CHALLENGE:
Can you rewrite the data below, swapping every "snug" for "tight" and changing nothing else? Leave the pictures out of your answer.

Part of a data file:
________
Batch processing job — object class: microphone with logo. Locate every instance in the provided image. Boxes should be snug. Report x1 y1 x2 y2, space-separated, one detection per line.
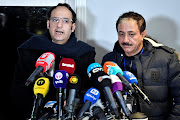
53 70 69 120
30 77 50 120
110 75 132 120
59 58 75 75
87 63 119 118
59 58 75 109
77 87 100 119
25 52 55 86
103 61 134 93
89 99 108 120
123 71 151 105
66 74 81 119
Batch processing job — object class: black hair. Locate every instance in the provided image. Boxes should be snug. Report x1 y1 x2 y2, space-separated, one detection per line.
47 3 76 23
116 11 146 33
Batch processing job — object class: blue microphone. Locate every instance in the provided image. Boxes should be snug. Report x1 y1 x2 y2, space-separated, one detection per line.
123 71 151 105
77 88 100 118
53 70 69 120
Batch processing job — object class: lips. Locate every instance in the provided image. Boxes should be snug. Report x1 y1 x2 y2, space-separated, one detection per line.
55 30 64 35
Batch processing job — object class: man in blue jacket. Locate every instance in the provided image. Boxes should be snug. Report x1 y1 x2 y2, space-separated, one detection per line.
12 3 95 120
102 12 180 120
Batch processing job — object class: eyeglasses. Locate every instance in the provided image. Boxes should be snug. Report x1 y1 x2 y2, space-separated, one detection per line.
49 17 73 24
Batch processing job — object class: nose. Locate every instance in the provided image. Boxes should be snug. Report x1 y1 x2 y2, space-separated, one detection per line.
57 20 63 28
124 34 129 43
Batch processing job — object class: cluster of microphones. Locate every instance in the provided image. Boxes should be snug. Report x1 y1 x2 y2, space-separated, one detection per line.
25 52 151 120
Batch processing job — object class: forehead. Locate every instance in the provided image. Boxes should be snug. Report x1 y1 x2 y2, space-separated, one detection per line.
51 6 72 19
118 18 139 31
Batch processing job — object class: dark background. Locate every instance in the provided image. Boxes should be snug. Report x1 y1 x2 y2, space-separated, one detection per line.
0 6 49 120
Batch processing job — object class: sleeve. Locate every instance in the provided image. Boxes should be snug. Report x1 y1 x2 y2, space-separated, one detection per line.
12 49 40 119
168 54 180 120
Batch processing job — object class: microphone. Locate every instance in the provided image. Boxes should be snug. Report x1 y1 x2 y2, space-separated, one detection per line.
67 74 81 119
77 88 100 119
38 101 57 120
59 58 75 75
53 70 69 120
31 77 50 119
123 71 151 105
25 52 55 86
89 99 108 120
87 63 119 117
110 75 132 120
103 61 134 92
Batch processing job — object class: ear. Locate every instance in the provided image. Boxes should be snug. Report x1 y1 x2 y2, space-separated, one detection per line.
71 23 76 32
141 30 147 39
46 20 50 29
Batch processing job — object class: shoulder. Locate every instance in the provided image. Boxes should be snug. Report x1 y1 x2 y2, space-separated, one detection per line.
101 52 116 65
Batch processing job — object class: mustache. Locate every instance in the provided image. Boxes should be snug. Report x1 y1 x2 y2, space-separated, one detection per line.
122 43 132 46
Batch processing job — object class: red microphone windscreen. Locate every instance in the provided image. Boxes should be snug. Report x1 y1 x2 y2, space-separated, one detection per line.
59 58 75 75
35 52 55 73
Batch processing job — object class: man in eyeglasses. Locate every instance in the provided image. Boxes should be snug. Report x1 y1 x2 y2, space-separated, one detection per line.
12 3 95 120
________
SOLUTION TO THIS TASK:
Batch processing job — object class: microphone with logo. Locate every instance in the provided image. Boxes should be tight. Report x1 y1 x2 y2, space-separated, one detection per line.
53 70 69 120
30 77 50 120
110 75 132 120
59 58 75 75
87 63 119 118
59 58 75 109
77 87 100 119
25 52 55 86
103 61 134 93
89 99 108 120
123 71 151 105
66 74 81 119
Batch processing job — object class: black hair. Locate every instance in the provided image. Boxes should be tight. Report x1 y1 x2 y2, space-separated, one detection per line.
47 3 76 23
116 11 146 33
Batch processing job — object class: blue microphone. Locate every instance in the provided image. Boxes should be tight. Report x1 y1 x2 y2, space-separated, one detection per line.
123 71 151 105
77 88 100 118
53 70 69 120
Batch processing job — object class: lips. Locate every instance in the provided image. Boxes should be tight. Report x1 y1 x2 y2, space-separated, one detection per line.
55 30 64 35
Batch processing job — object class: man in blue jacket. Locate every instance in the provided image. Boxes should be tight. Report x1 y1 x2 y2, space-separated, one detection per line.
12 3 95 120
102 12 180 120
Batch processing job — object class: eyeglasses. Locate every instance in the provided image. Boxes should be tight. Report x1 y1 x2 y2, space-separated, one detection per line.
49 17 73 24
Batch processing job — object class: nose. Locate every instance in the provided image. Boxes should be tight. Report x1 y1 x2 y2, space-separated, one detection per line.
57 20 63 28
124 34 129 43
Batch processing job — object class: cluster of microphones. Locate every instance in the provided image. Boxes should be tight. Report x1 y1 x2 y2, space-separated, one detection per line.
25 52 151 120
Batch processing job — object class: forehead. Locate every instance in the provided image. Boxes should be tight. Report x1 y1 x2 y2, space-separated, one detection per line.
51 6 72 19
118 18 139 31
Batch processing job — object class: dark background. Locate every instance in the provided image. Boxes should be tight. Report x1 y1 x2 y2, space-separated, one detection per line.
0 6 49 120
Batch processing job — object class: sleeve. Locate every instance in the provided image. Boxes should be tight. Report x1 y1 x2 y2, space-separated, one detection per line.
12 49 40 119
168 54 180 120
Batch processing job — object class: microphone. Locate every instance in the provided image. Boxes should be tight. Report x1 y1 x2 y2, space-separated, one detection per line.
67 74 81 119
77 88 100 119
38 101 57 120
59 58 75 75
53 70 69 120
31 77 50 119
123 71 151 105
25 52 55 86
89 99 108 120
87 63 119 117
110 75 132 120
103 61 134 92
Batch processing job — object class: ear. Locate every instance in the provided image. Boxes should be tight. Report x1 y1 x2 y2, space-separated, one detection per line.
71 23 76 32
141 30 147 39
46 20 50 29
Batch processing job — object class: shoulder. Locate every instance in the provided image. Boxes should be tight. Report x1 y1 x2 y2, space-separated, one detection per line.
101 52 116 65
Batch processing job — object class: mustache. Locate every instance in the provided image. Boxes should be tight. Report x1 y1 x2 y2, space-separated, one detection per line.
122 43 132 46
Batch processing job — object class: red microphone windscreen. Locate every instance in the provided image. Boxes should be tight. Report x1 y1 x2 y2, space-separated, one detection per line.
59 58 75 75
35 52 55 73
Batch processing job — object class: man in eyeglasses. Locate every instance in the provided image. Boxes should be tight. Report x1 y1 x2 y2, space-separated, one detection per line.
12 3 95 120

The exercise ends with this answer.